───── Exercise inputs ─────

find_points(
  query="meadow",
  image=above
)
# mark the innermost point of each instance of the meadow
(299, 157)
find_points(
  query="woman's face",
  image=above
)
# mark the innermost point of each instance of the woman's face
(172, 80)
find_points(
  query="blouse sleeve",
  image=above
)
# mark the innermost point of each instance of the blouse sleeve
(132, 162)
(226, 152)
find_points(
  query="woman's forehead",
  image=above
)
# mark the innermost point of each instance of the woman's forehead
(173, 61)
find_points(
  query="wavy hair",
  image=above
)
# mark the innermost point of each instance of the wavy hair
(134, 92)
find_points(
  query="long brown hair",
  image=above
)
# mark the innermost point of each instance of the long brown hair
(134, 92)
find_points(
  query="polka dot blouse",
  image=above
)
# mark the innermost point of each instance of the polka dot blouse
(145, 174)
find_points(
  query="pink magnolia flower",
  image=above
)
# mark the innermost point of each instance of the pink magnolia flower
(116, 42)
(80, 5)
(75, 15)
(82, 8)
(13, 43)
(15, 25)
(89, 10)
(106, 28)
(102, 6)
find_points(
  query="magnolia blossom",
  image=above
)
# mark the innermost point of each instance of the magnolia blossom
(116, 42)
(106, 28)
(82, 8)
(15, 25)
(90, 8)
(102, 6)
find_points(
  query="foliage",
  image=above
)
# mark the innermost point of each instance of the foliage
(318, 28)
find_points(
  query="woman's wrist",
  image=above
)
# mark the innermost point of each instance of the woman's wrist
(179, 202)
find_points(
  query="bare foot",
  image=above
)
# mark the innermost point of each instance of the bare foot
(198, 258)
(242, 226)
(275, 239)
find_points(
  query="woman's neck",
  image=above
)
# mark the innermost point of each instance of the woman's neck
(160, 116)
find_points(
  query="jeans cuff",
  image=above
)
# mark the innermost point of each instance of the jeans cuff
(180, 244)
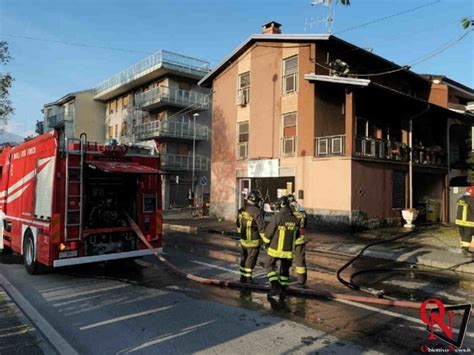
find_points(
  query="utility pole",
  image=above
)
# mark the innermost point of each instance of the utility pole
(196, 115)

─────

● Task to complete
Omitting all images, print the listing exactly.

● Output below
find_points(
  query="meadow",
  image=above
)
# mark the innermost point of each instance of the meadow
(299, 157)
find_points(
  query="woman's face",
  image=above
)
# mark the innermost point of each instance of the woman's face
(172, 80)
find_points(
  query="blouse sleeve",
  image=above
)
# mark the innermost point of each instance of the blouse sleeve
(132, 162)
(226, 152)
find_points(
  query="woman's forehead",
  image=above
)
# mark the innermost point of each instance of the woman's forehead
(173, 61)
find_points(
  query="wavy hair",
  image=above
)
# mark the innermost point of each instance of the wavy hair
(134, 92)
find_points(
  query="long brown hair",
  image=above
)
# mark the innermost point of each instance of the long brown hair
(134, 92)
find_points(
  query="polka dot blouse",
  image=above
)
# mark the innermost point of each instance of the polka dot blouse
(145, 174)
find_points(
  query="pink magnolia flower",
  image=above
)
# mark the innermost point of each instance of the pink magnolia flower
(116, 42)
(80, 5)
(75, 15)
(82, 8)
(13, 43)
(15, 25)
(89, 10)
(106, 28)
(102, 6)
find_points(
  query="magnolia blossom",
  image=above
)
# mark the innermost point of each instance of the magnolia blossom
(116, 42)
(106, 28)
(82, 8)
(15, 25)
(90, 8)
(102, 6)
find_points(
  query="foliage",
  image=above
)
# mark the innermost point of each instance of the foliage
(318, 28)
find_points(
  query="woman's wrist",
  image=above
)
# mark the innermost point of each instance of the woman's wrist
(179, 202)
find_points(
  query="bare foot",
  image=above
)
# mark the innermost point of each instance of the bare foot
(198, 258)
(242, 226)
(275, 239)
find_points(
  query="woman's neck",
  image=above
)
# mark the innermost point of each instance of the woman's neck
(160, 116)
find_points(
  query="jeans cuff",
  image=above
)
# mark the innermost point of each instance of the jeans cuff
(180, 244)
find_points(
  query="utility pole",
  image=above
)
# mark the innermost point of each instance of the utility pole
(196, 115)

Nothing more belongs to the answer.